Given problem
Please give the data below again in full, exactly as it stands.

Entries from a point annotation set
● ● ●

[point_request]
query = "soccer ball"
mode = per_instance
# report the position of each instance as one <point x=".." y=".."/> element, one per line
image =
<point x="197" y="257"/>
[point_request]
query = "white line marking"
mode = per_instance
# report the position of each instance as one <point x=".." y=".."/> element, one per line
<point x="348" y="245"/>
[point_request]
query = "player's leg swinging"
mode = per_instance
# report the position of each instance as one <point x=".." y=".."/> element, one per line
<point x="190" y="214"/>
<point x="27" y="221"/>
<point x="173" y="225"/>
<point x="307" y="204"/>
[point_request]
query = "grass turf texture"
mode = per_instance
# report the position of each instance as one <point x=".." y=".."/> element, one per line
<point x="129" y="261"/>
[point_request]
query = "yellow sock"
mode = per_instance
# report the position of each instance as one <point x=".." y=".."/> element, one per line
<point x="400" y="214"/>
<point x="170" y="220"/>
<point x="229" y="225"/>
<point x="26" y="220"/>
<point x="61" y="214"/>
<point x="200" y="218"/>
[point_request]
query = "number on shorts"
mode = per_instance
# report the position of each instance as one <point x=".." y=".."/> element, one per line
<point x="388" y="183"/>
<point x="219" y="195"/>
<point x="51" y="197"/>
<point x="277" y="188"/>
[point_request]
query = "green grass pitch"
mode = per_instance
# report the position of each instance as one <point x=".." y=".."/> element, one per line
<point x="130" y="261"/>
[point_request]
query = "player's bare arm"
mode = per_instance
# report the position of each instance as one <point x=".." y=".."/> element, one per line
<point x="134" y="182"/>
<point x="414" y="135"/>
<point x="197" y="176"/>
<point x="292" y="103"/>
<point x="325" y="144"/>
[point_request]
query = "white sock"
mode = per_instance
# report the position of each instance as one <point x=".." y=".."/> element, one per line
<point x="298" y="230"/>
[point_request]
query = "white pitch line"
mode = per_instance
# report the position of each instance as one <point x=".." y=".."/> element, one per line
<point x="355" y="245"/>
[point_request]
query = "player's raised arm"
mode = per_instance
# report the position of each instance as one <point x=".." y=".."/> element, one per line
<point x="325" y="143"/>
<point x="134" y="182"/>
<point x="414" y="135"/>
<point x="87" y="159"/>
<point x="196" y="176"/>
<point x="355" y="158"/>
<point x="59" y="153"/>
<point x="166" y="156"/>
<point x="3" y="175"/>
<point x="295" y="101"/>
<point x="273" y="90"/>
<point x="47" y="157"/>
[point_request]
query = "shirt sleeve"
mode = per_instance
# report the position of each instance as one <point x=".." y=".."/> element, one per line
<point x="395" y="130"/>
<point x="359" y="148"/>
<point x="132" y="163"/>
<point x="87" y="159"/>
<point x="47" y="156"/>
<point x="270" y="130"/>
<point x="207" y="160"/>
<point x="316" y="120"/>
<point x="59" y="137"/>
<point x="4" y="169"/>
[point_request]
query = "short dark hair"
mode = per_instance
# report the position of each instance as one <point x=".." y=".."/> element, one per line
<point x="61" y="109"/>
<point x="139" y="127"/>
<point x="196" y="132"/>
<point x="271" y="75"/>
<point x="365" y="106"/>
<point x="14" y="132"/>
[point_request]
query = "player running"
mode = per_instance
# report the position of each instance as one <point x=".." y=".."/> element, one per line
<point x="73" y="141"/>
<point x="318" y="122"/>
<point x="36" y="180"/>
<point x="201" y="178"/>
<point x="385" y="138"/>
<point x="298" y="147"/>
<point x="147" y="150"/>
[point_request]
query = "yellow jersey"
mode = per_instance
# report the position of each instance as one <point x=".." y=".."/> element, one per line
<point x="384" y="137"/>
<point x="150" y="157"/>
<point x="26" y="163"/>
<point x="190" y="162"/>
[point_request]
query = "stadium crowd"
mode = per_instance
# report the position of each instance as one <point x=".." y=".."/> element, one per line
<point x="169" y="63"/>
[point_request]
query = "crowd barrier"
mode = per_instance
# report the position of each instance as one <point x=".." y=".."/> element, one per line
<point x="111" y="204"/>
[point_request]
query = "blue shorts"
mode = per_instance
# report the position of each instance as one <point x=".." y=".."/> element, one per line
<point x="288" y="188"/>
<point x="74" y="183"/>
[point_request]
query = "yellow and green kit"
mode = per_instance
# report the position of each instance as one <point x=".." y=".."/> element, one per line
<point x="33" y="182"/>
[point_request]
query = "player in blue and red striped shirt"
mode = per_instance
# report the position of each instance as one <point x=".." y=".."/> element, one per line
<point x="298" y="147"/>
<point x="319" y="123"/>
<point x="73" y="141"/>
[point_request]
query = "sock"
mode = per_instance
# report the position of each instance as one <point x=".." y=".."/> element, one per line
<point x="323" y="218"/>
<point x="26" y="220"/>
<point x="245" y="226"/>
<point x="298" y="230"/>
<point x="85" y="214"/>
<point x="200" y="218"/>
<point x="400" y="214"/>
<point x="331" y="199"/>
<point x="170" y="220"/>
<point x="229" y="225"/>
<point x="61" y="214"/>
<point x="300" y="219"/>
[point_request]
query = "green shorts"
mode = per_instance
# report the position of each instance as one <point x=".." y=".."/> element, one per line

● ● ●

Full answer
[point_request]
query = "soccer ball"
mode = per_instance
# report the position of each instance as one <point x=".." y=".."/> element, one per line
image =
<point x="197" y="257"/>
[point_request]
query = "white line marking"
mode = per_instance
# report the position of each instance as one <point x=".." y=".."/> element, one per line
<point x="348" y="245"/>
[point_request]
query = "player's leg swinging"
mode = per_instance
# report the position of each instance as one <point x=".." y=".."/> element, one per line
<point x="190" y="214"/>
<point x="27" y="221"/>
<point x="173" y="225"/>
<point x="307" y="204"/>
[point_request]
query = "grass turf texture"
mode = per_instance
# report the position of each instance as one <point x=".." y=".."/> element, one per line
<point x="129" y="261"/>
[point_request]
query = "yellow sock"
mode = per_instance
# report the position of each instance as one <point x=".." y=".."/> element, one per line
<point x="400" y="214"/>
<point x="170" y="220"/>
<point x="229" y="225"/>
<point x="26" y="220"/>
<point x="61" y="214"/>
<point x="200" y="218"/>
[point_request]
query = "number on shorts"
mode = per_instance
# report the position of each instance as one <point x=".." y=".."/> element, one per line
<point x="388" y="183"/>
<point x="219" y="195"/>
<point x="51" y="197"/>
<point x="277" y="188"/>
[point_request]
query = "green grass pitch"
mode = per_instance
# report the position of each instance as one <point x=".." y=".."/> element, one per line
<point x="130" y="261"/>
[point_request]
query = "player's bare arm"
mode = per_instance
# report the position of each instance as one <point x=".." y=".."/> element, one per line
<point x="134" y="182"/>
<point x="414" y="135"/>
<point x="197" y="176"/>
<point x="292" y="103"/>
<point x="325" y="144"/>
[point_request]
query = "white sock"
mode = per_instance
# report the position of each instance as one <point x=".." y=".."/> element, one per line
<point x="298" y="230"/>
[point_request]
query = "white pitch line"
mode = per_instance
# report the position of each instance as one <point x=".." y=".."/> element, one per line
<point x="355" y="245"/>
[point_request]
query = "player's raised arm"
mode = per_instance
# report the position of each instance as one <point x=".." y=".."/> element, one per line
<point x="325" y="143"/>
<point x="134" y="182"/>
<point x="414" y="135"/>
<point x="87" y="159"/>
<point x="196" y="176"/>
<point x="355" y="158"/>
<point x="59" y="153"/>
<point x="166" y="156"/>
<point x="3" y="175"/>
<point x="295" y="101"/>
<point x="273" y="90"/>
<point x="47" y="157"/>
[point_request]
query = "shirt sleeve"
mode = per_instance
# report the position of each instance as one <point x=".." y=".."/> element, one per line
<point x="395" y="130"/>
<point x="359" y="148"/>
<point x="132" y="163"/>
<point x="87" y="159"/>
<point x="47" y="156"/>
<point x="270" y="130"/>
<point x="207" y="160"/>
<point x="316" y="120"/>
<point x="59" y="137"/>
<point x="4" y="169"/>
[point_request]
query = "short dark hair"
mode = per_instance
# report the position of each instance as one <point x=".." y=".."/> element, one per line
<point x="61" y="109"/>
<point x="139" y="127"/>
<point x="196" y="132"/>
<point x="271" y="75"/>
<point x="365" y="106"/>
<point x="14" y="132"/>
[point_request]
query = "player running"
mode = per_instance
# report the position of each instance as one <point x=".." y=".."/> element, one per line
<point x="73" y="141"/>
<point x="318" y="122"/>
<point x="36" y="180"/>
<point x="201" y="178"/>
<point x="385" y="138"/>
<point x="298" y="147"/>
<point x="147" y="150"/>
[point_request]
query = "yellow jersey"
mode = per_instance
# report the position of each instance as one <point x=".." y=".."/> element, one per line
<point x="384" y="137"/>
<point x="150" y="157"/>
<point x="26" y="163"/>
<point x="190" y="162"/>
[point_request]
query = "stadium crowd"
mode = per_instance
# report the position of each instance as one <point x=".." y=".."/> element, one per line
<point x="169" y="63"/>
[point_request]
query = "crowd barrier"
mode = per_instance
# report the position of each instance as one <point x=".." y=".."/> element, one per line
<point x="111" y="204"/>
[point_request]
query = "blue shorts"
mode = per_instance
# report the position of each instance as one <point x=".." y=".."/> element, one per line
<point x="288" y="188"/>
<point x="74" y="183"/>
[point_request]
query = "yellow and green kit"
mode = per_instance
# report the position of each instance as one <point x=".." y=".."/> element, one per line
<point x="33" y="182"/>
[point_request]
query = "player in blue and red striped shirt"
mode = per_instance
# report the position of each instance as one <point x=".." y=".."/> element, one per line
<point x="298" y="147"/>
<point x="319" y="123"/>
<point x="73" y="141"/>
[point_request]
query = "sock"
mode = per_instance
# report the position of each instance as one <point x=".." y=".."/> element, one per line
<point x="323" y="218"/>
<point x="26" y="220"/>
<point x="245" y="226"/>
<point x="298" y="230"/>
<point x="85" y="214"/>
<point x="200" y="218"/>
<point x="400" y="214"/>
<point x="331" y="199"/>
<point x="170" y="220"/>
<point x="229" y="225"/>
<point x="61" y="214"/>
<point x="300" y="219"/>
[point_request]
query = "green shorts"
mode = per_instance
# report the position of each instance as one <point x=".." y=".."/> element, one per line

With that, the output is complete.